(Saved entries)
+ + +
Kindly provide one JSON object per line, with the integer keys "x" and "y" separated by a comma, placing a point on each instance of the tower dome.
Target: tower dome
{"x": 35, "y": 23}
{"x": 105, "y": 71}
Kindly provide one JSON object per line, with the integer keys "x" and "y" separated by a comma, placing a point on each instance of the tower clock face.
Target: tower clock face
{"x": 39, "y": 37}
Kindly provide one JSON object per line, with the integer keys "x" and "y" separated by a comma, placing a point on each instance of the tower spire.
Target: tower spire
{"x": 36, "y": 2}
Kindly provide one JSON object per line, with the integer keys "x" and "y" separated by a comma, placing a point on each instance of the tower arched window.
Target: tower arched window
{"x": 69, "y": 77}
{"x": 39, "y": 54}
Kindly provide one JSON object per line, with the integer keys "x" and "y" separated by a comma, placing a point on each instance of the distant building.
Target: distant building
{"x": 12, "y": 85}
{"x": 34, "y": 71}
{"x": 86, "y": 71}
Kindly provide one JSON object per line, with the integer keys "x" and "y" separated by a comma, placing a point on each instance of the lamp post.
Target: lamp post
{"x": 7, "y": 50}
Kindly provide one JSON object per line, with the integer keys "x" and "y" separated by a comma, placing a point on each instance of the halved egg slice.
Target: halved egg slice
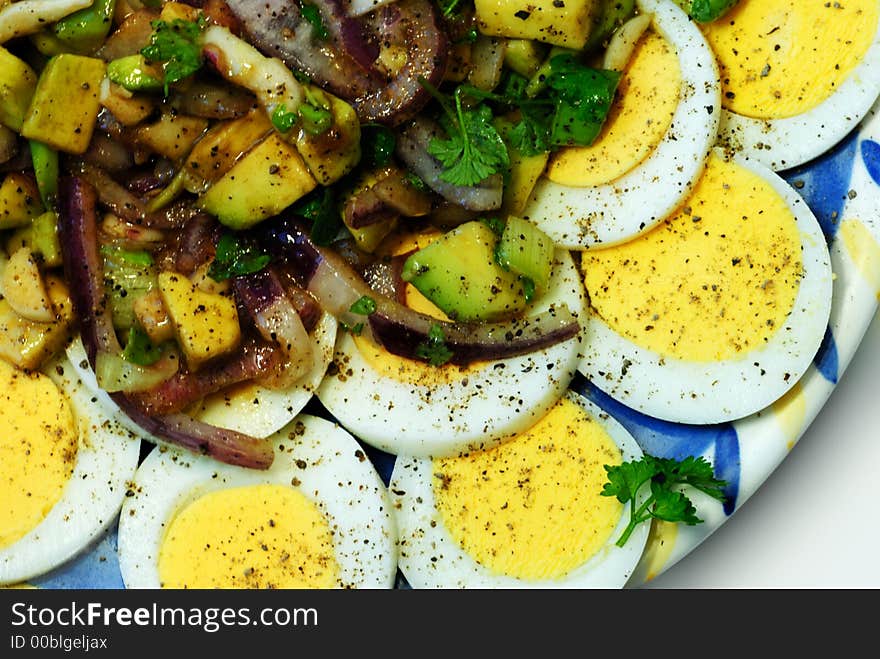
{"x": 406, "y": 406}
{"x": 717, "y": 312}
{"x": 249, "y": 408}
{"x": 527, "y": 513}
{"x": 66, "y": 468}
{"x": 653, "y": 147}
{"x": 796, "y": 76}
{"x": 319, "y": 517}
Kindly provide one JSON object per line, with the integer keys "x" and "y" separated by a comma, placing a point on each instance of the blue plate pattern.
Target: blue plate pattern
{"x": 841, "y": 189}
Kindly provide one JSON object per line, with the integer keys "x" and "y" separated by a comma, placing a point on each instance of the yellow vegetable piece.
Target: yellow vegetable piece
{"x": 565, "y": 24}
{"x": 66, "y": 102}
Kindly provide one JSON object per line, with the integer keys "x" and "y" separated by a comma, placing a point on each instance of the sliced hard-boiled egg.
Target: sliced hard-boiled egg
{"x": 406, "y": 406}
{"x": 796, "y": 76}
{"x": 65, "y": 469}
{"x": 718, "y": 311}
{"x": 526, "y": 513}
{"x": 249, "y": 408}
{"x": 318, "y": 518}
{"x": 652, "y": 149}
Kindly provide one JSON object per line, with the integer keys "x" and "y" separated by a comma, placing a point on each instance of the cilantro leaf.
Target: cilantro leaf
{"x": 434, "y": 350}
{"x": 236, "y": 257}
{"x": 667, "y": 477}
{"x": 474, "y": 150}
{"x": 176, "y": 45}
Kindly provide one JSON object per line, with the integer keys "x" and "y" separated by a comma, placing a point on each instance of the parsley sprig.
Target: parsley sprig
{"x": 474, "y": 150}
{"x": 176, "y": 45}
{"x": 666, "y": 477}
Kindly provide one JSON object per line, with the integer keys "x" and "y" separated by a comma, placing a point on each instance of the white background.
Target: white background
{"x": 815, "y": 522}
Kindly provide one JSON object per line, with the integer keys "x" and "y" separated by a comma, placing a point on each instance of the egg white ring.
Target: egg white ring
{"x": 337, "y": 477}
{"x": 107, "y": 456}
{"x": 490, "y": 404}
{"x": 580, "y": 217}
{"x": 258, "y": 411}
{"x": 431, "y": 558}
{"x": 706, "y": 392}
{"x": 789, "y": 142}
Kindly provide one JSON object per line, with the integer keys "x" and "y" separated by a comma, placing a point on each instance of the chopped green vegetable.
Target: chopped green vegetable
{"x": 434, "y": 349}
{"x": 377, "y": 145}
{"x": 312, "y": 14}
{"x": 666, "y": 478}
{"x": 235, "y": 257}
{"x": 364, "y": 306}
{"x": 45, "y": 161}
{"x": 320, "y": 207}
{"x": 139, "y": 349}
{"x": 176, "y": 46}
{"x": 474, "y": 150}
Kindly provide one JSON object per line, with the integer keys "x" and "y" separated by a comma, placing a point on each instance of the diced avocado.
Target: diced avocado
{"x": 206, "y": 324}
{"x": 334, "y": 153}
{"x": 525, "y": 169}
{"x": 85, "y": 30}
{"x": 29, "y": 344}
{"x": 18, "y": 81}
{"x": 220, "y": 148}
{"x": 269, "y": 178}
{"x": 19, "y": 200}
{"x": 134, "y": 74}
{"x": 527, "y": 251}
{"x": 173, "y": 135}
{"x": 459, "y": 274}
{"x": 65, "y": 105}
{"x": 566, "y": 24}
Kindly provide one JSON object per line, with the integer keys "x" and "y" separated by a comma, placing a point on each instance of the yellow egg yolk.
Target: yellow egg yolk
{"x": 713, "y": 281}
{"x": 780, "y": 58}
{"x": 261, "y": 536}
{"x": 38, "y": 447}
{"x": 648, "y": 94}
{"x": 531, "y": 508}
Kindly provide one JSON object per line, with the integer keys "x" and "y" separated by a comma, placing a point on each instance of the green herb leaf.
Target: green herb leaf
{"x": 235, "y": 257}
{"x": 474, "y": 150}
{"x": 139, "y": 349}
{"x": 364, "y": 306}
{"x": 667, "y": 477}
{"x": 176, "y": 45}
{"x": 312, "y": 14}
{"x": 434, "y": 350}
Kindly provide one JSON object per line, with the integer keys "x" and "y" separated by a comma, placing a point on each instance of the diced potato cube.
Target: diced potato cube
{"x": 65, "y": 105}
{"x": 566, "y": 24}
{"x": 206, "y": 324}
{"x": 172, "y": 135}
{"x": 17, "y": 84}
{"x": 29, "y": 344}
{"x": 22, "y": 286}
{"x": 263, "y": 183}
{"x": 19, "y": 200}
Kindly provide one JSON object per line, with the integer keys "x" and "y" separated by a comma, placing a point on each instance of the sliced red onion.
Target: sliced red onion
{"x": 412, "y": 148}
{"x": 83, "y": 270}
{"x": 263, "y": 296}
{"x": 399, "y": 329}
{"x": 344, "y": 62}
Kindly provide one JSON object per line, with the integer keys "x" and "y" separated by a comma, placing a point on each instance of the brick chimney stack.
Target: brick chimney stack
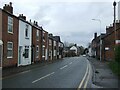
{"x": 8, "y": 8}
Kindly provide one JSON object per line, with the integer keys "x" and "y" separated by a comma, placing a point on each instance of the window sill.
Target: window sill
{"x": 10, "y": 32}
{"x": 9, "y": 57}
{"x": 26, "y": 37}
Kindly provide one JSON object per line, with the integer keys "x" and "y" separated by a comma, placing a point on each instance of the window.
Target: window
{"x": 37, "y": 35}
{"x": 10, "y": 24}
{"x": 26, "y": 31}
{"x": 50, "y": 42}
{"x": 54, "y": 43}
{"x": 43, "y": 51}
{"x": 9, "y": 49}
{"x": 50, "y": 52}
{"x": 26, "y": 54}
{"x": 37, "y": 51}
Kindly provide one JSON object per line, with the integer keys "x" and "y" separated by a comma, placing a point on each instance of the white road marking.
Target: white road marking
{"x": 43, "y": 77}
{"x": 25, "y": 72}
{"x": 63, "y": 67}
{"x": 83, "y": 79}
{"x": 88, "y": 76}
{"x": 70, "y": 63}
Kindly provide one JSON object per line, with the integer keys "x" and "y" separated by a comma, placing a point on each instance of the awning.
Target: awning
{"x": 1, "y": 42}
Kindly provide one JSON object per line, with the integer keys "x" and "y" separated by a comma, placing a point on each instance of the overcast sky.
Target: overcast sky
{"x": 70, "y": 19}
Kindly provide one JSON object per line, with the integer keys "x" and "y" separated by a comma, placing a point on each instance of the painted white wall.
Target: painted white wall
{"x": 74, "y": 48}
{"x": 119, "y": 10}
{"x": 24, "y": 42}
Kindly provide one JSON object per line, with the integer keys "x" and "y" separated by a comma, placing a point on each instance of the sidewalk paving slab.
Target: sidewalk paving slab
{"x": 103, "y": 77}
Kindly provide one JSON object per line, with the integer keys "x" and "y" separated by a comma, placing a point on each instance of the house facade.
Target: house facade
{"x": 50, "y": 47}
{"x": 24, "y": 44}
{"x": 108, "y": 43}
{"x": 9, "y": 35}
{"x": 36, "y": 43}
{"x": 44, "y": 45}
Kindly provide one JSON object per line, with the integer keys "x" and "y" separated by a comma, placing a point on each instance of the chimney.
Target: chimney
{"x": 8, "y": 8}
{"x": 22, "y": 17}
{"x": 95, "y": 35}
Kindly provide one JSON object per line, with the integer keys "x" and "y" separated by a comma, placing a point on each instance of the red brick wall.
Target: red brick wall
{"x": 9, "y": 37}
{"x": 35, "y": 43}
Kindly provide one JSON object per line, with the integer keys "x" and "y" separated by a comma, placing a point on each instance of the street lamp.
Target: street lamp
{"x": 100, "y": 36}
{"x": 114, "y": 4}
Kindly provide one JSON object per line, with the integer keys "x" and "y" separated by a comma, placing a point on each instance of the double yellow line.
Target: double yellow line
{"x": 86, "y": 77}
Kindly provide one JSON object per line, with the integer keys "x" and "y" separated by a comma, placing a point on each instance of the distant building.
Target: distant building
{"x": 9, "y": 25}
{"x": 24, "y": 44}
{"x": 119, "y": 10}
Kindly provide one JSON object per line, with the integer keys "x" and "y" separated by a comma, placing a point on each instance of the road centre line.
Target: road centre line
{"x": 63, "y": 67}
{"x": 42, "y": 77}
{"x": 83, "y": 79}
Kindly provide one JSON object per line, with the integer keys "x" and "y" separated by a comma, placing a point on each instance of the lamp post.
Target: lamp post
{"x": 114, "y": 4}
{"x": 100, "y": 37}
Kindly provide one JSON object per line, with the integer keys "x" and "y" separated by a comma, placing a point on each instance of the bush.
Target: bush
{"x": 117, "y": 54}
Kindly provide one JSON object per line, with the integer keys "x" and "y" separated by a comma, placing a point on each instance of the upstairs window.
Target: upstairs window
{"x": 10, "y": 24}
{"x": 37, "y": 35}
{"x": 37, "y": 51}
{"x": 26, "y": 31}
{"x": 9, "y": 49}
{"x": 26, "y": 54}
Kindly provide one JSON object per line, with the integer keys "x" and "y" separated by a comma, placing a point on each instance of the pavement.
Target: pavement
{"x": 67, "y": 73}
{"x": 6, "y": 72}
{"x": 103, "y": 77}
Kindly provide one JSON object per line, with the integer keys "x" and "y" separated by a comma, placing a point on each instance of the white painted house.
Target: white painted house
{"x": 24, "y": 46}
{"x": 74, "y": 48}
{"x": 119, "y": 10}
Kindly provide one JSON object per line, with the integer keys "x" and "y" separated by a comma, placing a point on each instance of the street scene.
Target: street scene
{"x": 60, "y": 44}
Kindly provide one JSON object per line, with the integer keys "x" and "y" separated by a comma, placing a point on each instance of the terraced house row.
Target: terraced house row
{"x": 24, "y": 42}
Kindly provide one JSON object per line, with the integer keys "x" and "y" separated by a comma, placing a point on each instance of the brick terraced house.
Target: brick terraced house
{"x": 23, "y": 43}
{"x": 36, "y": 43}
{"x": 9, "y": 26}
{"x": 108, "y": 42}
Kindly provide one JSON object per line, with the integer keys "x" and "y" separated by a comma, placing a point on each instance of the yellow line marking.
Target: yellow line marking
{"x": 63, "y": 67}
{"x": 43, "y": 77}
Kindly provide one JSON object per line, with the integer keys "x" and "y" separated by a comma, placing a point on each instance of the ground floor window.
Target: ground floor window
{"x": 10, "y": 50}
{"x": 37, "y": 51}
{"x": 26, "y": 54}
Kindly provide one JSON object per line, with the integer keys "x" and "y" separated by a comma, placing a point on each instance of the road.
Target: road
{"x": 68, "y": 73}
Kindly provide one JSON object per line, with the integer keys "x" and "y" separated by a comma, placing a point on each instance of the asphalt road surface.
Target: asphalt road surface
{"x": 72, "y": 72}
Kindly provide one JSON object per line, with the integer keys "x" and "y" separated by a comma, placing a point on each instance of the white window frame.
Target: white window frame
{"x": 10, "y": 49}
{"x": 37, "y": 35}
{"x": 50, "y": 42}
{"x": 10, "y": 23}
{"x": 43, "y": 51}
{"x": 54, "y": 43}
{"x": 27, "y": 47}
{"x": 37, "y": 51}
{"x": 27, "y": 28}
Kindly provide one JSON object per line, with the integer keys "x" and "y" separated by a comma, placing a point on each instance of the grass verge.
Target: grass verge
{"x": 114, "y": 66}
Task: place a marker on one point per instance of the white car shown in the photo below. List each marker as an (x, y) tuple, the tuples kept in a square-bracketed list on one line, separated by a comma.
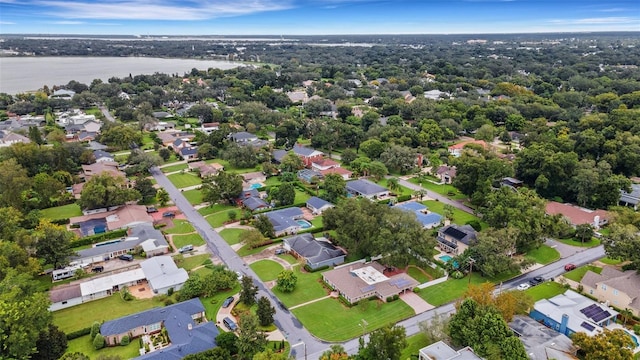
[(523, 286)]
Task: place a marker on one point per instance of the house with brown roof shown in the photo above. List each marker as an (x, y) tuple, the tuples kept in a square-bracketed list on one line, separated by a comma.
[(358, 281), (578, 215), (618, 288)]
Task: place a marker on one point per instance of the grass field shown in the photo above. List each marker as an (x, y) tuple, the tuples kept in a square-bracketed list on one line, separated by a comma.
[(459, 217), (84, 345), (189, 239), (174, 168), (546, 290), (193, 196), (109, 308), (308, 287), (577, 274), (61, 212), (180, 227), (339, 322), (267, 270), (232, 236), (543, 255), (184, 180)]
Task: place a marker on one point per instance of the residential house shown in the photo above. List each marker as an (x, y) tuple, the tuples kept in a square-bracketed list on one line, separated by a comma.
[(316, 253), (366, 188), (427, 218), (571, 312), (358, 281), (185, 323), (540, 342), (318, 205), (577, 215), (630, 198), (123, 217), (457, 149), (441, 351), (615, 287), (285, 221), (455, 238), (446, 173)]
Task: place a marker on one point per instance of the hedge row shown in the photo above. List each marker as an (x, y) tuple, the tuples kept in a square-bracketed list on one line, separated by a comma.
[(93, 239)]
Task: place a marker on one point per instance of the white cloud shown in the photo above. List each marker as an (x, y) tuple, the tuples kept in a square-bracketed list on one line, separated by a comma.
[(160, 10)]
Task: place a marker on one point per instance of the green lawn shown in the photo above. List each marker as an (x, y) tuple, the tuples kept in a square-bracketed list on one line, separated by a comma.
[(184, 180), (232, 236), (459, 217), (180, 227), (109, 308), (546, 290), (577, 274), (193, 196), (190, 262), (308, 287), (267, 270), (449, 290), (339, 322), (61, 212), (189, 239), (543, 255), (575, 242), (84, 345), (174, 168)]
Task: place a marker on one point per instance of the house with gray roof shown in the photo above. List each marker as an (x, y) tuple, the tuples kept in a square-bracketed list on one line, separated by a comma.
[(185, 323), (315, 252), (318, 205), (366, 188)]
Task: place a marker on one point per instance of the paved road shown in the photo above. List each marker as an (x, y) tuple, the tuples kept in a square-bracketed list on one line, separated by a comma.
[(443, 199), (286, 322)]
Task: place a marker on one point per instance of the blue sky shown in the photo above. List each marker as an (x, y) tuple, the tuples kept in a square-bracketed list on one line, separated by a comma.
+ + +
• [WORK TASK]: Exactly as they stand, please print the lines from the first line of the records above down to the line that includes "tower clock face.", both of those included and no others.

• [RESPONSE TO THIS EXERCISE]:
Kindly provide one JSON object per line, with the integer keys "x" and "y" separated by a comma, placing a point on each instance of the tower dome.
Target: tower dome
{"x": 35, "y": 23}
{"x": 105, "y": 71}
Kindly provide one JSON object per line, with the integer keys "x" and "y" separated by a comma, placing a point on each instance of the tower clock face.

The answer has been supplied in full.